▶ _SOURCE_:
The goodness of a fitted distribution function is evaluated in hypothesis testing. A null hypothesis is assumed, which states that the sample and the fitted probability distribution have the same population. The error, which one would make by falsely rejecting \(H_0\), is quantified. Typically, the outcome of these tests, the so called test statistic, is compared to tabulated critical values, which are dependent on sample size and significance level. The significance level \(\alpha \) is the probability for the rejection of a true \(H_0\). Subsequently, the development of famous goodness-of-fit tests is presented, in order to provide the fundamentals for the proposal of a new test statistic.

5.1 Developing enhanced complexity

The simplest testing method in EDF statistics is the so-called Kolmogorov–Smirnov (KS) test (Stephens 1974). It examines the most critical deviation between fitted CDF and sample. The experimental data is considered as empirical CDF \(P_n(\varepsilon )\), i.e. empirical distribution function (EDF), which is defined through

$$\begin{aligned} P_n(\varepsilon )=\dfrac{\text {number of observations} \le \varepsilon }{n} \,, \end{aligned}$$
(29)

▶ _GIVEN INSTRUCTION_:
Copy the passage of the goodness-of-fit text word for word, from "The goodness of" up to and including "new test statistic.".

▶ _INFORMATION SHOWN_:
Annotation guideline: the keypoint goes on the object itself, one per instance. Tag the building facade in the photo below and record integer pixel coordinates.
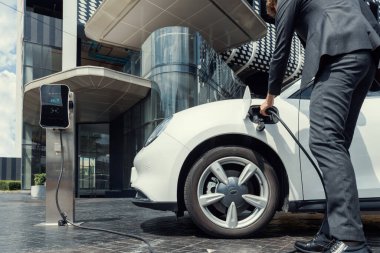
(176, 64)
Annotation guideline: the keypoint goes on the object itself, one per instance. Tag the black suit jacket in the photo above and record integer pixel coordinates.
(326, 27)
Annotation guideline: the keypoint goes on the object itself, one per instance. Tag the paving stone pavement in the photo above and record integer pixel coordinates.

* * *

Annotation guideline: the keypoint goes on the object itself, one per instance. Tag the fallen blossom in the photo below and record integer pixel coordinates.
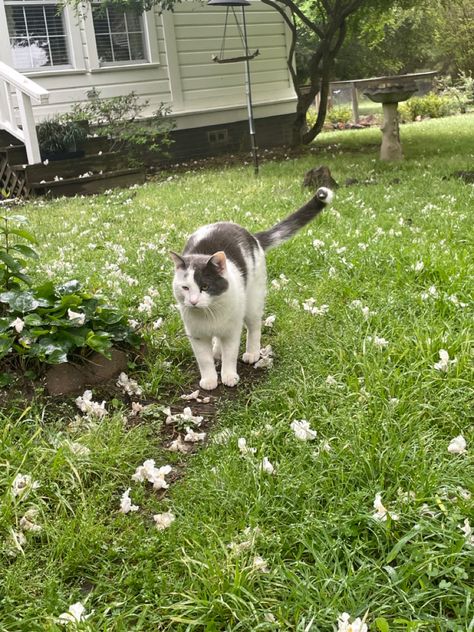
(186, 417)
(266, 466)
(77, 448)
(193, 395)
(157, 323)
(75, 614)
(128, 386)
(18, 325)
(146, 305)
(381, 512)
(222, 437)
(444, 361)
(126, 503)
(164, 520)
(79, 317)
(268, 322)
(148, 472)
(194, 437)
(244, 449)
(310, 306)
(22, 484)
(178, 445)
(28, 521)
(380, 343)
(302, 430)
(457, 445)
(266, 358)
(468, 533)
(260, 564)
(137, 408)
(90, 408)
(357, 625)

▶ _FULL ANSWER_:
The goodness of a fitted distribution function is evaluated in hypothesis testing. A null hypothesis is assumed, which states that the sample and the fitted probability distribution have the same population. The error, which one would make by falsely rejecting \(H_0\), is quantified. Typically, the outcome of these tests, the so called test statistic, is compared to tabulated critical values, which are dependent on sample size and significance level. The significance level \(\alpha \) is the probability for the rejection of a true \(H_0\). Subsequently, the development of famous goodness-of-fit tests is presented, in order to provide the fundamentals for the proposal of a new test statistic.